» **読解文**:
2022.03.04
免疫性血小板減少症は、血小板に対する自己抗体ができて血小板が破壊される自己免疫疾患です。
抗体ができる原因は不明ですが、小児では、免疫性血小板減少症はしばしばウイルス感染がトリガーとなって発生します。
骨髄では血小板をどんどん生産して破壊された分を補おうとしますが、必要量に追いつくことができません。
血小板を破壊している抗体が骨髄も攻撃して血小板の生産を低下させることがあります。1~7歳に発症が多いです。
血小板数低下の最初の徴候は、皮膚の内出血です。
しばしば下腿の皮膚に小さな赤い斑点(点状出血)が多数現れ、ちょっとした打ち身で黒っぽい青あざ(斑状出血または紫斑)が広がることがあります。
歯ぐきから出血する場合や、便や尿に血液が認められる場合があります。月経の出血や鼻出血が多量になることもあります。また、出血が止まりにくくなります。
血小板の減少が進むと、こうした出血傾向が悪化します。
血小板数が非常に少なくなると、消化管から多量の血液が失われたり、外傷がなくても生命を脅かす脳内出血を起こしたりします
小児の症例の半数以上は診断時に血小板数が1万/μL未満とかなり減少しており、あざ、鼻出血、皮下の点状出血斑、歯肉出血で気づかれます。
希ではありますが0.5~1.5%の症例で頭蓋内出血が起こり、時に致命的となり、とても怖いです。

» **行一覧**:
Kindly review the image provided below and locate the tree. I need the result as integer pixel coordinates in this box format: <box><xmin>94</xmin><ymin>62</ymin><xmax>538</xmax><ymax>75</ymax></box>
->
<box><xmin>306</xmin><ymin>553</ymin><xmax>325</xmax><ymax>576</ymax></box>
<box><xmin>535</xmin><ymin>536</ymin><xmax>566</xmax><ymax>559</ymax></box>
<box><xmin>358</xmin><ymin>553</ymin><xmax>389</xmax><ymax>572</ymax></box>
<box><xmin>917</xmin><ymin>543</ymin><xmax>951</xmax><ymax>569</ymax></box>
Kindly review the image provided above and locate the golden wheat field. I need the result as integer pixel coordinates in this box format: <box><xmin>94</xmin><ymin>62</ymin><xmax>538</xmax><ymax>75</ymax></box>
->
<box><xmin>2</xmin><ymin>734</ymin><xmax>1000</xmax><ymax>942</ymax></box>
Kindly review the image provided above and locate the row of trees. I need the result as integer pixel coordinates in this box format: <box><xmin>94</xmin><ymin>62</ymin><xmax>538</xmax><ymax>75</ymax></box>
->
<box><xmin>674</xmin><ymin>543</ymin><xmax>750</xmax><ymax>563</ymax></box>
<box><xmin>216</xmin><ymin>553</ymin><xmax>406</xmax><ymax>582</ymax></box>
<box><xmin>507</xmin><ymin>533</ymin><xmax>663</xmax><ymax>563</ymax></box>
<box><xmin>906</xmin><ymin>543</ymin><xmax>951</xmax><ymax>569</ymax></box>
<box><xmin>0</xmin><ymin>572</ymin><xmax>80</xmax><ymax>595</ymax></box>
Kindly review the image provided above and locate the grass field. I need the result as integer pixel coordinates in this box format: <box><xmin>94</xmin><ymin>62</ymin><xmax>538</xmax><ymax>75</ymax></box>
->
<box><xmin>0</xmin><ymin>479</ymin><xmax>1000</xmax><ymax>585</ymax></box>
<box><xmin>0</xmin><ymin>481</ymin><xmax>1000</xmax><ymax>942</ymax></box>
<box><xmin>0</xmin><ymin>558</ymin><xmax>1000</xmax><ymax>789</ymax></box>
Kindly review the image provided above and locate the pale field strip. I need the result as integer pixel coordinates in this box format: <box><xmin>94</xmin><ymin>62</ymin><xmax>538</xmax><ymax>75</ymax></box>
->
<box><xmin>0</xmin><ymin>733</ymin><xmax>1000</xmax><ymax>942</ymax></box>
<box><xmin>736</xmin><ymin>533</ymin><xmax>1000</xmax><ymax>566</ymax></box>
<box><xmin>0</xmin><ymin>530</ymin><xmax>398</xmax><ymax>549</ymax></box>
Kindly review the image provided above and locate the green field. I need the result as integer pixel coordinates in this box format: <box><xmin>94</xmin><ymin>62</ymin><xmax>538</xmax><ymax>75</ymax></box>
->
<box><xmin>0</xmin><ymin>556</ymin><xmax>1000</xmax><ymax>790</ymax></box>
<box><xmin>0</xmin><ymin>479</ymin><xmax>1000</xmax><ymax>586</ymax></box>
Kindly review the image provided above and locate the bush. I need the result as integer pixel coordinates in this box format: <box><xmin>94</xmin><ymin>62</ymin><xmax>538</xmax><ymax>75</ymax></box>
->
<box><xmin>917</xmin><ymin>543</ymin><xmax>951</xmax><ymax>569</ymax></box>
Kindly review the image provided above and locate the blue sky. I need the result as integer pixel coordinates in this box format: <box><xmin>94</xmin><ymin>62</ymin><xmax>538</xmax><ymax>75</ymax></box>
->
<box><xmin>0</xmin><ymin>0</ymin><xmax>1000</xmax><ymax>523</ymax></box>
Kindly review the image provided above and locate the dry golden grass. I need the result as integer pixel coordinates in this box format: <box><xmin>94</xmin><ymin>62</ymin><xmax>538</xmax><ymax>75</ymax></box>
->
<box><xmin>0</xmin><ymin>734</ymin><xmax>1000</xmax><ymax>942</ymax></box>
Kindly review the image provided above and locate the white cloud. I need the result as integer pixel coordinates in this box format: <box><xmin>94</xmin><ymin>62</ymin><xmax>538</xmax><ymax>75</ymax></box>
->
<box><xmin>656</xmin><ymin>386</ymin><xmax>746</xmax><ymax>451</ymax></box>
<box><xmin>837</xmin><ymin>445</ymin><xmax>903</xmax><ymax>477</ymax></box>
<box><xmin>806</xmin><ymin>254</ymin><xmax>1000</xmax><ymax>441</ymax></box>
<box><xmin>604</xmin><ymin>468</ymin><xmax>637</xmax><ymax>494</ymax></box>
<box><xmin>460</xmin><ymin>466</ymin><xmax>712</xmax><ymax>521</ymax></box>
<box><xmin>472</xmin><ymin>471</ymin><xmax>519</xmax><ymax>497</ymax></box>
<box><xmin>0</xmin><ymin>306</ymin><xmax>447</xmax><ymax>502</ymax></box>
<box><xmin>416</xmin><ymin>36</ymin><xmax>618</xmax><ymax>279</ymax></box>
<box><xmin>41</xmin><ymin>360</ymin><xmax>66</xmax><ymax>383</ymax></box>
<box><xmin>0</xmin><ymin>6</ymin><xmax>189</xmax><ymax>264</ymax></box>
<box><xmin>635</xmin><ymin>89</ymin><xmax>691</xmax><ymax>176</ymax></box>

» **必須タスク**:
[A] 免疫性血小板減少症の文章のうち、「骨髄では血小板をどんどん生産」を含む語句で始まり「斑、歯肉出血で気づかれます。」で終わる部分を、一字一句変えずに出力してください。
[B] 免疫性血小板減少症の文章に基づき、次の問いに答えてください。
(i) 発症が多いのは何歳か。
(ii) 血小板数低下の最初の徴候は何か。
(iii) 頭蓋内出血が起こるのは症例の何%か。
[C] 免疫性血小板減少症の文章を、最後の文の後から書き進めてください。

» **想定出力**:
[A]
骨髄では血小板をどんどん生産して破壊された分を補おうとしますが、必要量に追いつくことができません。
血小板を破壊している抗体が骨髄も攻撃して血小板の生産を低下させることがあります。1~7歳に発症が多いです。
血小板数低下の最初の徴候は、皮膚の内出血です。
しばしば下腿の皮膚に小さな赤い斑点(点状出血)が多数現れ、ちょっとした打ち身で黒っぽい青あざ(斑状出血または紫斑)が広がることがあります。
歯ぐきから出血する場合や、便や尿に血液が認められる場合があります。月経の出血や鼻出血が多量になることもあります。また、出血が止まりにくくなります。
血小板の減少が進むと、こうした出血傾向が悪化します。
血小板数が非常に少なくなると、消化管から多量の血液が失われたり、外傷がなくても生命を脅かす脳内出血を起こしたりします
小児の症例の半数以上は診断時に血小板数が1万/μL未満とかなり減少しており、あざ、鼻出血、皮下の点状出血斑、歯肉出血で気づかれます。

[B]
(i) 1~7歳
(ii) 皮膚の内出血
(iii) 0.5~1.5%

[C]
なので、血小板数が1万/μL未満の患者さまは、クリニックから入院先の病院に搬送する際には頭部打撲に気をつけるなど、かなり注意を要します。
血小板減少をきたす他の血液疾患との鑑別のため、骨髄検査が行われます。
第一選択薬は副腎皮質ステロイド(2mg/kg)、あるいはガンマグロブリン(IVIG)(1~2g/kg)です。
副腎皮質ステロイドは網内系で血小板が貪食されることと、血小板自己抗体の産生を抑制する効果があります。
約8割の症例で、治療開始より数日~数週間で血小板数の増加が認められます。
治療の目標は、必ずしも血小板数を正常にもどすことにあるのではなく危険な出血を防ぐことにあり、血小板数を3万/μL以上に維持するのに必要な最小限の薬剤量の使用に留めるべきであるとされています。
ただし、手術や外傷などの出血時には血小板数を安全な値まで(たとえば血小板数5万/μL以上)増加させる必要があります。